Outline labeling data:
= = = = =
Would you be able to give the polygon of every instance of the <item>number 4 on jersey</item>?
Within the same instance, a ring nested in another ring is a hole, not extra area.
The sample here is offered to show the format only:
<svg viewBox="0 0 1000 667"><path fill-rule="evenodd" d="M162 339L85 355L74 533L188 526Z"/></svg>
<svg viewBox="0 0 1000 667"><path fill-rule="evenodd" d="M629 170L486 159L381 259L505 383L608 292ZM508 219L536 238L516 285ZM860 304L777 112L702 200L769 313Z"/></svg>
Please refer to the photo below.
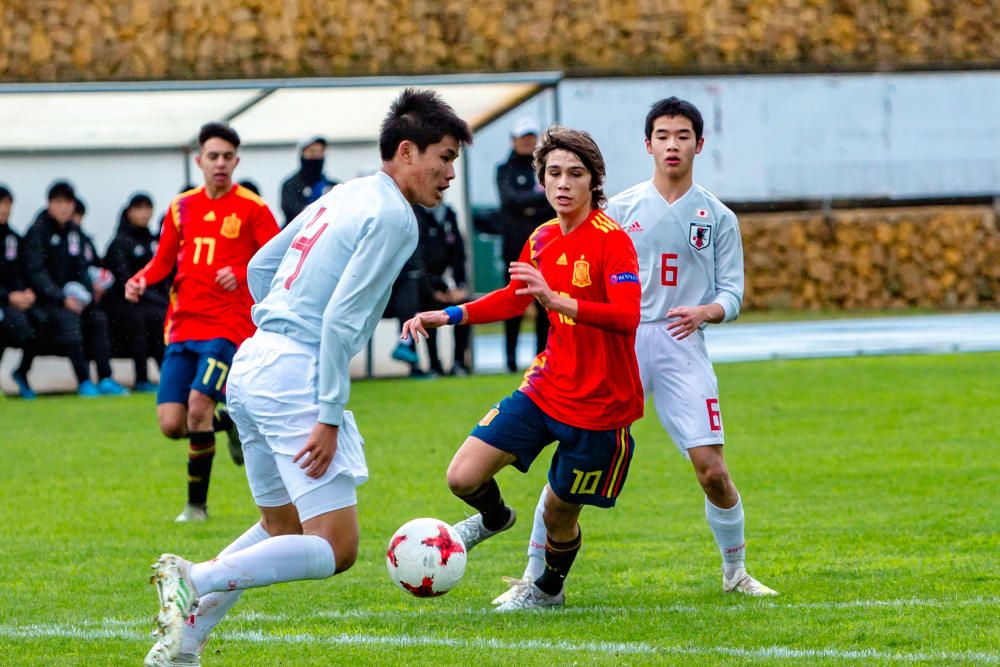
= = = = =
=== Work required ===
Copy the data above word for word, leaving out the pictures.

=== In response ===
Would you be able to give the polygon of every instance of the <item>number 4 on jersey</item>?
Within the same instance, a ring nested in another ring is a hole, not extra area.
The sample here is offered to show the format only:
<svg viewBox="0 0 1000 667"><path fill-rule="evenodd" d="M162 339L85 355L74 533L188 526Z"/></svg>
<svg viewBox="0 0 1000 667"><path fill-rule="evenodd" d="M629 170L486 159L381 259L505 383L608 292ZM508 219L536 238L516 285ZM860 304L777 112L702 200L769 313Z"/></svg>
Please refer to the photo below.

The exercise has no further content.